* _Exercise brief_: Exact copies are required of the lines from the line containing "Please put a point on each instance of the lantern" through the final line of the listing, both included, and of no other lines.

━━━━━━

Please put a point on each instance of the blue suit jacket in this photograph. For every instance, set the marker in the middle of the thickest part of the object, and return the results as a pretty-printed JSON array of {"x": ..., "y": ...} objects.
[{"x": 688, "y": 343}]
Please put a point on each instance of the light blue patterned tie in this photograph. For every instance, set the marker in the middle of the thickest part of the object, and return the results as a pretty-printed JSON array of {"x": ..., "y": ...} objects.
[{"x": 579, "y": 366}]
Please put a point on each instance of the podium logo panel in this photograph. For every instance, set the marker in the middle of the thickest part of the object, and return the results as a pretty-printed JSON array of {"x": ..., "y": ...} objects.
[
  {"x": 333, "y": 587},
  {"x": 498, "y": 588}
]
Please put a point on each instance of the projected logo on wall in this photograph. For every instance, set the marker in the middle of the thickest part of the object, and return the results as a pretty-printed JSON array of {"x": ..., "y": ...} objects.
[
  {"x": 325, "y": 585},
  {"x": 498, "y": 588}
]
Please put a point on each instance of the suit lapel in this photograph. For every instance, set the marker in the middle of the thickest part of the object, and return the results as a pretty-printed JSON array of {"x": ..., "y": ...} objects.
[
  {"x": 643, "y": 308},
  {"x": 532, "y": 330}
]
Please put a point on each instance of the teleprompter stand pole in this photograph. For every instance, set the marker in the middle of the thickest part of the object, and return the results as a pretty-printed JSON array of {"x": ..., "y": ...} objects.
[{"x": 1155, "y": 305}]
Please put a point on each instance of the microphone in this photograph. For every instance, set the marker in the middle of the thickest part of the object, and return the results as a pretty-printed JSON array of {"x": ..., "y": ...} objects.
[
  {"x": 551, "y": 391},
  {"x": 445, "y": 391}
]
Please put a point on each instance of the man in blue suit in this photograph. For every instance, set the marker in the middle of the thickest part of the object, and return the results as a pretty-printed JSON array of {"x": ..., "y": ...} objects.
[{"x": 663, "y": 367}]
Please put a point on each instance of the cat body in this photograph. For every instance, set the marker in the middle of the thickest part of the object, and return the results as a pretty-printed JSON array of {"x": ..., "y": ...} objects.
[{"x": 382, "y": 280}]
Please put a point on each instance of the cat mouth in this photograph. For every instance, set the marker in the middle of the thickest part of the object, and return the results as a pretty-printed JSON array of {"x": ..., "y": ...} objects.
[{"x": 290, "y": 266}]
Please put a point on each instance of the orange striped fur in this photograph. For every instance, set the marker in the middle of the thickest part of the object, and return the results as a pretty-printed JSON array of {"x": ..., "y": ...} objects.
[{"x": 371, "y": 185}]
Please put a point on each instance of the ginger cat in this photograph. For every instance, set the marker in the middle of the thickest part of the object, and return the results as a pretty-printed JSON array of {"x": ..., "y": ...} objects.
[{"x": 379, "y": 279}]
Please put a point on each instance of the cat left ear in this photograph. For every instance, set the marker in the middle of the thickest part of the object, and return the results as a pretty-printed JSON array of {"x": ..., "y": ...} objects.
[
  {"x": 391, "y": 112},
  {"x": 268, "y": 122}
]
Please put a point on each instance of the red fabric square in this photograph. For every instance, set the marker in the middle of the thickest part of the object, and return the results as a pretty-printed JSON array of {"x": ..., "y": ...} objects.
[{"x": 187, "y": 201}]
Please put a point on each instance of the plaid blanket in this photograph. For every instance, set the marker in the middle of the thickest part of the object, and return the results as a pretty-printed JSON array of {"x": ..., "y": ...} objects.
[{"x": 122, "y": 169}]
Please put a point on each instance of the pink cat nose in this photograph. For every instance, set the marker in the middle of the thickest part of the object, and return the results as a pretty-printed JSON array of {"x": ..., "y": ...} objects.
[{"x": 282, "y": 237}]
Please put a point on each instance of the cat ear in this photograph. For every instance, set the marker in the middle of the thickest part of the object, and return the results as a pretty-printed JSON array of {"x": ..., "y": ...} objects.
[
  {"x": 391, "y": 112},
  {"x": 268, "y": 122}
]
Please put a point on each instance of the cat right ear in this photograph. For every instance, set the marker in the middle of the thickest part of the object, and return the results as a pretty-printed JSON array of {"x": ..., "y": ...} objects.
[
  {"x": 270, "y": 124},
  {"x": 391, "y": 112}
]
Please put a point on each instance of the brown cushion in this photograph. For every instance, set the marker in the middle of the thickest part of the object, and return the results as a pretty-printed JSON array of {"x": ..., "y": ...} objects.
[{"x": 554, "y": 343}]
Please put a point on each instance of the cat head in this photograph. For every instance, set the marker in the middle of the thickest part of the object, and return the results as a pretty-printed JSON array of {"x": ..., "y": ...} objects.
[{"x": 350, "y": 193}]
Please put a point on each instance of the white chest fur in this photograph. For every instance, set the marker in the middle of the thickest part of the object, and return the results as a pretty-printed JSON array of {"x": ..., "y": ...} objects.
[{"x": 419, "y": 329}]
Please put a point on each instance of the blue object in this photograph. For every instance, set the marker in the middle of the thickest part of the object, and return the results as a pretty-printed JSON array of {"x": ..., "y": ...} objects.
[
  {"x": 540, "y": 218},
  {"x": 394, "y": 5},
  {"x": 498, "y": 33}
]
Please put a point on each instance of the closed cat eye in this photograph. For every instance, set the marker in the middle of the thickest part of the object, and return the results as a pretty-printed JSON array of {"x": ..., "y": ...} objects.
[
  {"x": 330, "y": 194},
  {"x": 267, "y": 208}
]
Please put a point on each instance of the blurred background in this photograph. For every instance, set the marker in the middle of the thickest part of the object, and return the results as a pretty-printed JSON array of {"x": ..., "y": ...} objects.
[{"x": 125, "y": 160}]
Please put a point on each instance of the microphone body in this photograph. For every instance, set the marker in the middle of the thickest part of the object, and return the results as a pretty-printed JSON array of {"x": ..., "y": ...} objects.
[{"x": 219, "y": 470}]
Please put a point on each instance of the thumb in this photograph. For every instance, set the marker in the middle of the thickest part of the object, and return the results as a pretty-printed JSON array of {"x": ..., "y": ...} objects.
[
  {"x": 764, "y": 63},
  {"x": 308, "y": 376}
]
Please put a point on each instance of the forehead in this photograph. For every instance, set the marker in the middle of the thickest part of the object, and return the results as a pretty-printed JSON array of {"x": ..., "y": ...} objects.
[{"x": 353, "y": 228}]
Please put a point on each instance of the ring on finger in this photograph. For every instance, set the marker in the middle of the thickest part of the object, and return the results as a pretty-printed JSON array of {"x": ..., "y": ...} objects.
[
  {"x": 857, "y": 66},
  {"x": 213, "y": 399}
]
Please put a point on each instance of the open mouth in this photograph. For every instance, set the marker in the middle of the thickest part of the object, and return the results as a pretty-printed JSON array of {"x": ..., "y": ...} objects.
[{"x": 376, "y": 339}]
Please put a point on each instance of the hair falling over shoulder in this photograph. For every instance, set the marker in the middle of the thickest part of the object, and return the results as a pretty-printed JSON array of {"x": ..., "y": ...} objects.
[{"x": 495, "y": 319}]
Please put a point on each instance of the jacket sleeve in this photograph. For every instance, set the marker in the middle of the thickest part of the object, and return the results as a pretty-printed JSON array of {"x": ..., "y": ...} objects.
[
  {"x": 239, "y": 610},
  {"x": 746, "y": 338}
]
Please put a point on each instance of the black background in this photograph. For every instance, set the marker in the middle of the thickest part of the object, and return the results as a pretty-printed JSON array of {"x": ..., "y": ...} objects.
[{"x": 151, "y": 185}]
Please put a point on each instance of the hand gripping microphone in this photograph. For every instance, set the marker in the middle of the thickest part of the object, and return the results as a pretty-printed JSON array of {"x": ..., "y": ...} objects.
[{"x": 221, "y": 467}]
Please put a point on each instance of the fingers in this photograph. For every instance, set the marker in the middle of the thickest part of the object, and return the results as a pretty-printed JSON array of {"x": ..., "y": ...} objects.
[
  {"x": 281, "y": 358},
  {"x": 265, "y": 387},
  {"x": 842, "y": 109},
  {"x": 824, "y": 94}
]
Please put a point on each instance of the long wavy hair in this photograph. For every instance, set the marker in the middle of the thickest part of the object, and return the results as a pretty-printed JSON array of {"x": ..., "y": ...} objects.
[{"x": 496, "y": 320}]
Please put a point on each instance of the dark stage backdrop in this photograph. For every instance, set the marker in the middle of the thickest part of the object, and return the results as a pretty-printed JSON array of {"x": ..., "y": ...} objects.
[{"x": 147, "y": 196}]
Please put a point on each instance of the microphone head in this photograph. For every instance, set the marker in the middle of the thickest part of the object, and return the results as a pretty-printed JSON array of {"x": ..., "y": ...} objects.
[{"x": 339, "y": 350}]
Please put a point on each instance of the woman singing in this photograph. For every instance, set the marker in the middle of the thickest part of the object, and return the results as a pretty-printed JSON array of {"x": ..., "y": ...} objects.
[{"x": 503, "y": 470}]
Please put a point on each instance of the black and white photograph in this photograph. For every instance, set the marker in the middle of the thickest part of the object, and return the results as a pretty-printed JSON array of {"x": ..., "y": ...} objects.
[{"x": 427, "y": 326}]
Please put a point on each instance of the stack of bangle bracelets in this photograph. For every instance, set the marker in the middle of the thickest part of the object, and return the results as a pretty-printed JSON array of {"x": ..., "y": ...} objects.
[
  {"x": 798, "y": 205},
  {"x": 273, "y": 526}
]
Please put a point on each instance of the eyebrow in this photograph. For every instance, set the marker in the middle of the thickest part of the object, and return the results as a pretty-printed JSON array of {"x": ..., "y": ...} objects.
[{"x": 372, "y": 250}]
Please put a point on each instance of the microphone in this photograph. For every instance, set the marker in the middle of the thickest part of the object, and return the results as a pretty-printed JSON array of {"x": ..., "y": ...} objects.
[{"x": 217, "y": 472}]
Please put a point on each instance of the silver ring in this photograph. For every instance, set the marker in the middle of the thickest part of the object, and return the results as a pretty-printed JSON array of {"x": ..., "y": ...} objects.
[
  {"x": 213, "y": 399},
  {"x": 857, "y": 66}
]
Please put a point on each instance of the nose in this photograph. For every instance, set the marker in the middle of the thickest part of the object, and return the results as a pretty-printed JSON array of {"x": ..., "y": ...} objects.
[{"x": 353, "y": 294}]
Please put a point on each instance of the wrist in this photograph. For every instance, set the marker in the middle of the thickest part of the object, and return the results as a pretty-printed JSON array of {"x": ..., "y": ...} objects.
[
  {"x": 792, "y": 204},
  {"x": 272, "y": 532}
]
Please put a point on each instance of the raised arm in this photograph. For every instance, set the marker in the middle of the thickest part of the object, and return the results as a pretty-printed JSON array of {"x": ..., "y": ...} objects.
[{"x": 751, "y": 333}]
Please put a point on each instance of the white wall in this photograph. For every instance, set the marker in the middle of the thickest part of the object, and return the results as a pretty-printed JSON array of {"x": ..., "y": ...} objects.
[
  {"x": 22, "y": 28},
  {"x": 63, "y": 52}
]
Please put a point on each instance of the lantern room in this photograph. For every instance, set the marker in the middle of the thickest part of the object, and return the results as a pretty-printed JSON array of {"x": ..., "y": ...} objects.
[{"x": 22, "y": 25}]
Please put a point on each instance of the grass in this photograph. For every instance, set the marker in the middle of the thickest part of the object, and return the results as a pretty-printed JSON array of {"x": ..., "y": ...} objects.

━━━━━━

* _Written response_:
Please put a point on each instance of the lantern room in this photograph. For every instance, set the marker in the middle of the thickest part of the object, and return the results as a pretty-printed JSON array of {"x": ..., "y": ...} objects.
[{"x": 22, "y": 25}]
Please put a point on each instance of the grass in this photograph. For every instance, set the marker in the middle of the thickest part of the object, and return the results as a pretty-printed JSON array of {"x": ..., "y": ...} objects.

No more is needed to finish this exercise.